(Data Opens)

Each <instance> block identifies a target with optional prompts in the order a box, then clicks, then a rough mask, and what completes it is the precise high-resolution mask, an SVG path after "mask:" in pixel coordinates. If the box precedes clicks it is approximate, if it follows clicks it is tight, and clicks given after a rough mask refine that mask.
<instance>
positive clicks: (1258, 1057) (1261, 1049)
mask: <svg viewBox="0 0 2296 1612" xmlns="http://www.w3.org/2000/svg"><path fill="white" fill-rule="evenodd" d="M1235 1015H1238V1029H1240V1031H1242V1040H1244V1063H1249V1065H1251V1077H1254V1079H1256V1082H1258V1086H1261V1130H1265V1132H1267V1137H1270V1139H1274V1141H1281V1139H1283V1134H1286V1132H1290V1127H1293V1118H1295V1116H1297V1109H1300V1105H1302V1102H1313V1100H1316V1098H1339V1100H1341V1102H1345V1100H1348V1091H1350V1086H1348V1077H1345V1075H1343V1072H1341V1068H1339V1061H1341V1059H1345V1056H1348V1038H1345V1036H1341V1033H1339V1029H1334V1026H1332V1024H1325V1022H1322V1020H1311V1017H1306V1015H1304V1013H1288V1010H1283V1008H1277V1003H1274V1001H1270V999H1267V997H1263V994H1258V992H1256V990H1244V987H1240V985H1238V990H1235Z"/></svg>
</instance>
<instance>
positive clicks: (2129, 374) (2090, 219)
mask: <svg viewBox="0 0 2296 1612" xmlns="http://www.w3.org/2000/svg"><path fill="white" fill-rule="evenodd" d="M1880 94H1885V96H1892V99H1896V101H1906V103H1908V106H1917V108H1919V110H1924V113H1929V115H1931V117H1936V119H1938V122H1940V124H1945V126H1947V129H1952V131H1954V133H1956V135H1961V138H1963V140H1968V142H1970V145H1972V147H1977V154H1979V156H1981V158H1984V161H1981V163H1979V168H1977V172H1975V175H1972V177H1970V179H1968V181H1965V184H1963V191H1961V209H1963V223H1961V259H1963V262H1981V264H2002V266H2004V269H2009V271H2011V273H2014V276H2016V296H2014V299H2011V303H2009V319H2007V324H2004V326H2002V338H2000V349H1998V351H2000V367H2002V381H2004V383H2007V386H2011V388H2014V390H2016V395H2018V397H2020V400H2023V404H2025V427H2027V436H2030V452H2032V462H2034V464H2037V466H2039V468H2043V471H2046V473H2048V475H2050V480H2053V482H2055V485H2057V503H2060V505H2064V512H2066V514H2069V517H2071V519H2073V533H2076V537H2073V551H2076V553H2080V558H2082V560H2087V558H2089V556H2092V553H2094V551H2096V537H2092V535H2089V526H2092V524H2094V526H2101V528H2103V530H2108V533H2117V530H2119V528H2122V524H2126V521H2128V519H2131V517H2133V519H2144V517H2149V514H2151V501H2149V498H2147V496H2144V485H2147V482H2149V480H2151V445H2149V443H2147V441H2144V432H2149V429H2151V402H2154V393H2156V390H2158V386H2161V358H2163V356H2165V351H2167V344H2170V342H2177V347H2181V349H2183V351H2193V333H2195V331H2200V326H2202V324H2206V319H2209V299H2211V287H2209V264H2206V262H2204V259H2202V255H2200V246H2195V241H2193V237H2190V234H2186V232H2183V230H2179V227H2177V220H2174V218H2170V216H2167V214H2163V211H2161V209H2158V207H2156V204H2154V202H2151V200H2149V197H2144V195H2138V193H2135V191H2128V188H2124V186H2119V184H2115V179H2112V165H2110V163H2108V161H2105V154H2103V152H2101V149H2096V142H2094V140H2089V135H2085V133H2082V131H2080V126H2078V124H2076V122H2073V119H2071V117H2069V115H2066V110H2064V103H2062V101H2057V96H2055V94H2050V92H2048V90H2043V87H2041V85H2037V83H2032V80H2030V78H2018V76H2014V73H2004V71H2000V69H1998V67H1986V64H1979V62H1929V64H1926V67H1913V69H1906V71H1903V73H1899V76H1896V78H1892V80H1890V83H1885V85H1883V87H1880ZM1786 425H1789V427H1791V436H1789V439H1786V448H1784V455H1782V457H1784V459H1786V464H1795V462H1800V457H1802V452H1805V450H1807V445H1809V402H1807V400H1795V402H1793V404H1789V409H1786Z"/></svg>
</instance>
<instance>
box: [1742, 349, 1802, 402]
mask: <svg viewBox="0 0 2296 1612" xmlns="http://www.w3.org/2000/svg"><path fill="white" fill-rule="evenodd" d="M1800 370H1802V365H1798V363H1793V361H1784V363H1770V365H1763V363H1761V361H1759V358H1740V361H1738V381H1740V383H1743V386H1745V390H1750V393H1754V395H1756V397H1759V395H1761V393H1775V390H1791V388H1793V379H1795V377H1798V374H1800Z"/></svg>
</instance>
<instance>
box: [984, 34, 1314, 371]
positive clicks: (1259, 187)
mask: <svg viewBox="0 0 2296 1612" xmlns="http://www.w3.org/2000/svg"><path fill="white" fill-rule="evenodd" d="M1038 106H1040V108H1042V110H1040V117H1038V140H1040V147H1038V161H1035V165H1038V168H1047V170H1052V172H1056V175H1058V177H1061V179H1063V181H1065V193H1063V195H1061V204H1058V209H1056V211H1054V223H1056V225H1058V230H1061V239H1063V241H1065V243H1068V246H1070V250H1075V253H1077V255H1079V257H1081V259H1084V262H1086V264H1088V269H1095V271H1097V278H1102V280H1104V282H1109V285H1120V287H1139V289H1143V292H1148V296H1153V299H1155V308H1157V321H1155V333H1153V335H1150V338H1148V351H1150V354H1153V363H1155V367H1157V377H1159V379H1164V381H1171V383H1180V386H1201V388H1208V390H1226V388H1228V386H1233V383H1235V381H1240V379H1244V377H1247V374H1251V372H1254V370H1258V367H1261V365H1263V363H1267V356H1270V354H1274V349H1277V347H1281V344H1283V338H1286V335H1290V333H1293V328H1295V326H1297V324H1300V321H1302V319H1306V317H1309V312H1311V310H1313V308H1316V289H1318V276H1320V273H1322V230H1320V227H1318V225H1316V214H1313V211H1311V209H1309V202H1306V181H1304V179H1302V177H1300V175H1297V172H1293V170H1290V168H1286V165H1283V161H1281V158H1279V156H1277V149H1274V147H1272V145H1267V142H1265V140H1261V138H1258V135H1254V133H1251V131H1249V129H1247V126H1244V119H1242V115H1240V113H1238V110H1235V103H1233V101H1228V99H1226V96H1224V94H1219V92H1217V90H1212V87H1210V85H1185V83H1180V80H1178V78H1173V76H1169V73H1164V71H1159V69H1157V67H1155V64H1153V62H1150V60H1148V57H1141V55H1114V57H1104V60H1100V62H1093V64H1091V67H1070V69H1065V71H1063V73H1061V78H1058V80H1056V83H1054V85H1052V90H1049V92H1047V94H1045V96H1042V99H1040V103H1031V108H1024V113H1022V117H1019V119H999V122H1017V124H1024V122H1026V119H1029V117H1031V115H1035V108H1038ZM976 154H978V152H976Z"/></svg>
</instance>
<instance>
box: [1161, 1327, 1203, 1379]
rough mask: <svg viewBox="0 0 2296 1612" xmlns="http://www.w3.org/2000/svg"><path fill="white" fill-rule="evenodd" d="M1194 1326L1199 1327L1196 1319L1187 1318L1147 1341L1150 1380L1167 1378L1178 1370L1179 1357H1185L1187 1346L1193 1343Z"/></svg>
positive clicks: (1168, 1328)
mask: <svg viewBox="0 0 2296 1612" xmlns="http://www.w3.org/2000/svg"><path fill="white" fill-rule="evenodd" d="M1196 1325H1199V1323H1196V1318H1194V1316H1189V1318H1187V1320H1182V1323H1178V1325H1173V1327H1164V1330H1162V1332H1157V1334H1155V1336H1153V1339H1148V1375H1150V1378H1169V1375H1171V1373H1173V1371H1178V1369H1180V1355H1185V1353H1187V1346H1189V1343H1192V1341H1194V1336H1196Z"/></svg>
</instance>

(Data Closes)

▸ **Your assignment**
Reproduce the records word for word, from their first line through the line containing "positive clicks: (1258, 1057) (1261, 1049)", and give only those lines.

▸ **Answer to this task**
Each <instance> block identifies a target with optional prompts in the order a box, then clicks, then a rough mask, and what completes it is the precise high-resolution mask, an SVG path after "mask:" in pixel coordinates. If the box precedes clicks it is approximate, if it follows clicks it is tight, and clicks given after a rough mask refine that mask.
<instance>
positive clicks: (1258, 1057) (1261, 1049)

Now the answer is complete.